▶ [Metin]:
┌────────

Milli Mücadele kahramanlarından biri olan Diyap Ağa Kürt mü?
Dersimli Diyap Ağa Kurtuluş Savaşı’nda savaşmış bir Kürt’tür.
Koçgiri İsyanı ve Şeyh Sait İsyanı gibi isyanlara destek vermemiş, Ankara hükümetini yani Mustafa Kemal Atatürk’ü desteklemiştir.
1921 yılının Ağustos ayında Yunan işgal güçlerinin Ankara’ya yaklaşması üzerine Büyük Millet Meclisi’nin Ankara’dan Kayseri’ye taşınması gündeme gelince Diyap Ağa söz alarak kürsüye çıkmış ve şu tarihi sözleri söylemiştir: “Lâfım kısadır! Beyler, biz buraya kaçmaya mı geldik, yoksa dövüşerek ölmeye mi? Eğer meclis’i taşımak istiyorsanız buyurun gidin. Ama ben gidemem. Tek başıma bile olsam, bayrağım, dinim ve vatanım için son kurşunuma kadar savaşırım. Son kurşunu da kafama sıkarım. Bu böyle biline…”
Diyap Ağa’nın Koçgiri İsyanı ve Şeyh Sait İsyanı karşıtı bir tutum takınması nedeniyle bazı çevreler onun Kürt olmadığını iddia etse de Diyap Ağa aslen Kürt’tür.

└────────

▶ [Görev listesi]:
1 – Diyap Ağa hakkındaki metne göre, 1921 Ağustos'unda Büyük Millet Meclisi'nin Ankara'dan hangi şehre taşınması gündeme gelmiştir?
2 – Diyap Ağa hakkındaki metni son cümlesinden sonra sürdürünüz.
Kayıtların metinle herhangi bir ilgisi bulunmamaktadır.

▶ [Gösterilen kayıtlar]:
┌────────

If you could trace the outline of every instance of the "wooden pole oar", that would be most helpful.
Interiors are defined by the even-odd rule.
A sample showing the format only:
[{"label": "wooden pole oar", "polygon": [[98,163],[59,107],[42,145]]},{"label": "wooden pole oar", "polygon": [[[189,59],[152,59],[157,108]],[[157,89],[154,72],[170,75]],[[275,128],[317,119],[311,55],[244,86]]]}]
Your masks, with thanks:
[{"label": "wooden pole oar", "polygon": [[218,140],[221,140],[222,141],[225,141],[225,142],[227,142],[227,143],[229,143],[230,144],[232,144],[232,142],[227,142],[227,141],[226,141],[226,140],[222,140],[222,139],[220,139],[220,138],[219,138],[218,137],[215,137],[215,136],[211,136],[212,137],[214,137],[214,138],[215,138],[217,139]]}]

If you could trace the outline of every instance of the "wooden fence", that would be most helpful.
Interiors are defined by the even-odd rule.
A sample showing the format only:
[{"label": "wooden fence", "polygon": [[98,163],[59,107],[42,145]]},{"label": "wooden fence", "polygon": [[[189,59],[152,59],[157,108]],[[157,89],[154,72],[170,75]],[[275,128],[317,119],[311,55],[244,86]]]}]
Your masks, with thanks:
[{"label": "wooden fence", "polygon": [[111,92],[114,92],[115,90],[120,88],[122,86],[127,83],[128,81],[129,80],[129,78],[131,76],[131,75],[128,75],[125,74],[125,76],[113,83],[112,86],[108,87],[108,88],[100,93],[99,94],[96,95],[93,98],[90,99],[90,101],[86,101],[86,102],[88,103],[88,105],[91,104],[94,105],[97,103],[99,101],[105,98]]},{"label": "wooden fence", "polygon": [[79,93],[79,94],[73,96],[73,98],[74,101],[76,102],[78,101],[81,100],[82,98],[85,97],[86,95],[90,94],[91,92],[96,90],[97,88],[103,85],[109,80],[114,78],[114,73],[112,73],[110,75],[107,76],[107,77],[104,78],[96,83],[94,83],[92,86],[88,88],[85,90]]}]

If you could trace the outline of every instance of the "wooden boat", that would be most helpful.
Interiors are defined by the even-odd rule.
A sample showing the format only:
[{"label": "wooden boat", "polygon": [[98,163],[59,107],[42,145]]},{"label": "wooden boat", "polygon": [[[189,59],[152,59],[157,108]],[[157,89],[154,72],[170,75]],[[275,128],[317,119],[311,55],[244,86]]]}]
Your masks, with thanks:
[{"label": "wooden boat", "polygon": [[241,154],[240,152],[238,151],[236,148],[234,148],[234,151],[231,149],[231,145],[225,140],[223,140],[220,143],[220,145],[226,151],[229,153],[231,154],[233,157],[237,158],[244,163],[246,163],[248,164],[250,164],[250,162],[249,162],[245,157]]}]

└────────
┌────────

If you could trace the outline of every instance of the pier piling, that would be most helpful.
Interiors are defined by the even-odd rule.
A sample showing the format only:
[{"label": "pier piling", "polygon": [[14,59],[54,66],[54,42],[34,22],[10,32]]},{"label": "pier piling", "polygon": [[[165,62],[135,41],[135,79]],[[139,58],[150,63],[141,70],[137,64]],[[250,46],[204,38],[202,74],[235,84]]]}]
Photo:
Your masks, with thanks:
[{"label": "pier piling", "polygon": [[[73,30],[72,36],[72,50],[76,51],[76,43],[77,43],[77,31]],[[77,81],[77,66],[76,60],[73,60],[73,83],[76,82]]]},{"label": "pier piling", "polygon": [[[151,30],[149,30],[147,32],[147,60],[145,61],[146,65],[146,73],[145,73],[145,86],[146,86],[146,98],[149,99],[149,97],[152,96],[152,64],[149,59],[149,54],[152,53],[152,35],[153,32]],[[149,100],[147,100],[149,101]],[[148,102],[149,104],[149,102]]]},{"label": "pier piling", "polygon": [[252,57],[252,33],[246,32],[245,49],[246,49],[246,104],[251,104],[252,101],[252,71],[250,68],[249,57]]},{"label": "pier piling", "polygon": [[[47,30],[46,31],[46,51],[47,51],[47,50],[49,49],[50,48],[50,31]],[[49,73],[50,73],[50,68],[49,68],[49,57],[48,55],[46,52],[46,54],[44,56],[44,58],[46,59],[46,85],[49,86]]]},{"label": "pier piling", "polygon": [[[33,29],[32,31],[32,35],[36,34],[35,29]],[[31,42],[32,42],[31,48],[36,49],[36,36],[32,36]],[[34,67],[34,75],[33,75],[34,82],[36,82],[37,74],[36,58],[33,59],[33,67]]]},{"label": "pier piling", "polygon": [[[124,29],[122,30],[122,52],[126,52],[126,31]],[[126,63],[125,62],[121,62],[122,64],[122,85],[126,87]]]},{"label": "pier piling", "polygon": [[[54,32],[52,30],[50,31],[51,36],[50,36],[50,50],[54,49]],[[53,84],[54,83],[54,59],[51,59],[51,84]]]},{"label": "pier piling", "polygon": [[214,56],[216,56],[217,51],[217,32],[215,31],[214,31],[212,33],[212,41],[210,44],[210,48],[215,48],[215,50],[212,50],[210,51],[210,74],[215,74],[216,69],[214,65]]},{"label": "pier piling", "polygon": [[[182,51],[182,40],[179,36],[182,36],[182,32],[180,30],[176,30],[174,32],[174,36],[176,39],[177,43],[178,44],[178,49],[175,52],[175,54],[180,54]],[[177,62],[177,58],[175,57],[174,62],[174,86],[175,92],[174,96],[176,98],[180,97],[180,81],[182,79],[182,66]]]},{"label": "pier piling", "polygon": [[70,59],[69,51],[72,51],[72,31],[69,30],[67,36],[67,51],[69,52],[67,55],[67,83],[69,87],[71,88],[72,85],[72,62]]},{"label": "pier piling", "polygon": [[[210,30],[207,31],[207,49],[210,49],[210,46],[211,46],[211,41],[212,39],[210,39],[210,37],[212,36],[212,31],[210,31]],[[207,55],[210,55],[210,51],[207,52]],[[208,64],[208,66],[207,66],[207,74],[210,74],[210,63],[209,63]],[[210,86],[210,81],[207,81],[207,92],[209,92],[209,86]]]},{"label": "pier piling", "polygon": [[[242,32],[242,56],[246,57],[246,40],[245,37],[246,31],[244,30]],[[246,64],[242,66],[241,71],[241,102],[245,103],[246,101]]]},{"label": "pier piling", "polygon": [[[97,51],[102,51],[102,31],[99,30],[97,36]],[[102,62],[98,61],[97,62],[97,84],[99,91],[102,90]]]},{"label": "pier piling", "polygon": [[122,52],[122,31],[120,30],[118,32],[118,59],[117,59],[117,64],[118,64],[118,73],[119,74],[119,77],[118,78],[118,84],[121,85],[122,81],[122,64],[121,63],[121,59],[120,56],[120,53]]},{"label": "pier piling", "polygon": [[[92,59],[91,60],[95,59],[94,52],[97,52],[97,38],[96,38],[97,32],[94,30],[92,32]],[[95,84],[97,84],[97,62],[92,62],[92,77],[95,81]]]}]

└────────
┌────────

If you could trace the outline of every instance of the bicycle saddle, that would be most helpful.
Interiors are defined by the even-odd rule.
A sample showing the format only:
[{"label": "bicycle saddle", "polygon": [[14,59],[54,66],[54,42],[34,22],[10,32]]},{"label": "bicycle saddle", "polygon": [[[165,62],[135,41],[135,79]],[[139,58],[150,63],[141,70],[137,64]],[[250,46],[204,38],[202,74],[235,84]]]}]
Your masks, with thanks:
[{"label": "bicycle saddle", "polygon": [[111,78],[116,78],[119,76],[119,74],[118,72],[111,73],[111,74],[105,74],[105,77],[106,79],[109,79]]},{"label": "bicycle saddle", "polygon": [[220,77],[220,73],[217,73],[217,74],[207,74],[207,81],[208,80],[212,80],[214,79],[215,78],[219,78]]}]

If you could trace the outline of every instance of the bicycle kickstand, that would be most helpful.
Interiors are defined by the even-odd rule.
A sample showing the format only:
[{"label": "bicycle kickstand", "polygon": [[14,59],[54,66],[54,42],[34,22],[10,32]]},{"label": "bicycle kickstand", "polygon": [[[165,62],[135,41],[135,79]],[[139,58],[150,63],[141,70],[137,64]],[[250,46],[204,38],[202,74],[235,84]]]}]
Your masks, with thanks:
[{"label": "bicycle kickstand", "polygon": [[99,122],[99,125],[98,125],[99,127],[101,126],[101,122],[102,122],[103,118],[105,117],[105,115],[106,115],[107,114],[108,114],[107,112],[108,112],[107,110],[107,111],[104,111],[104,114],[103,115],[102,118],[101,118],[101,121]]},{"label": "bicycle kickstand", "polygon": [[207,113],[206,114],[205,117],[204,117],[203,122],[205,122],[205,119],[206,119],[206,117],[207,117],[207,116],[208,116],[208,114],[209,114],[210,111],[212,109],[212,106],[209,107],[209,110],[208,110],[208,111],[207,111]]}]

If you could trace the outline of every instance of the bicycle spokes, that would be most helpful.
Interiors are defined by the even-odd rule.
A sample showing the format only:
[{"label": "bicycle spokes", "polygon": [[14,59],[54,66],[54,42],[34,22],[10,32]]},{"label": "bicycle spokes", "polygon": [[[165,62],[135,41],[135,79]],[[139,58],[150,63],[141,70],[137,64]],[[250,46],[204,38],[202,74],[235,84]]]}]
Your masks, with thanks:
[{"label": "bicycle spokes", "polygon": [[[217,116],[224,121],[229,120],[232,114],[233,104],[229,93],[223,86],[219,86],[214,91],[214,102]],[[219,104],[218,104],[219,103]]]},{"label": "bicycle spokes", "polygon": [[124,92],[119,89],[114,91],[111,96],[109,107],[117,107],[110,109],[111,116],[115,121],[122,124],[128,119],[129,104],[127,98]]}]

└────────

▶ [Görev çıktıları]:
1 – Kayseri'ye.

2 –
1921 yılının Şubat ayında Koçgiri İsyanı patlak verdikten sonra Koçgiri aşiretinin reisi Alişan Bey, Dersimli Diyap Ağa ile görüşerek ondan da isyana destek vermesini istemiştir. Alişan Bey, Bağımsız bir Kürt devleti kurma amacını Diyap Ağa ile paylaşıp destek istemiştir. Ancak Diyap Ağa bu isyan fikrine karşı çıkmış ve “Biz hükümetin yanındayız. Hepimiz biriz; isyanda dökülecek kanın, yitecek canların vebâli boynunuzadır,” demiştir.
Yine Lozan Konferansı barış görüşmeleri devam ederken Büyük Millet Meclisi’nde söz alan Diyap Ağa şöyle demiştir:
“Aha bizim memleket ahalisi Kürtmüş, orada bir Kürt Hükümeti kuracaklarmış, bunu duyunca kızdım kürsüye çıkıverdim. Gene sustular: ‘Lâilaheillâh Muhammedürresullâllah’ dedim. ‘Gerek Şafiî, gerek Hambelî, gerek Hanefî hepimizin kıblesi birdir. Meclisimiz, kulübümüz, dinimiz, milletimiz birdir. Biz Kürt değil, biz Türk’üz! Hepiniz Lâilaheillâh demişsiniz. Şimden sonra mı, ayrı bir din, ayrı bir millet olacağız”
Diyap Ağa burada Kürt değiliz, Türk’üz derken bizim ayrımız gayrımız yok, hepimiz Kürdüyle Türküyle biriz demek istemiştir. Yoksa burada Kürt olduğunu inkar ettiği filan yok.
Lozan Konferansı’nda İngiltere ve Fransa’nın Kürtler’i bahane ederek farklı taleplerde bulunmalarına mani olmak için Türk diplomatik heyeti Türkiye’de ırki ve lisani azınlıkların bulunmadığını ve Kürtlerin asli unsur olduğu tezini savunmuşlardır.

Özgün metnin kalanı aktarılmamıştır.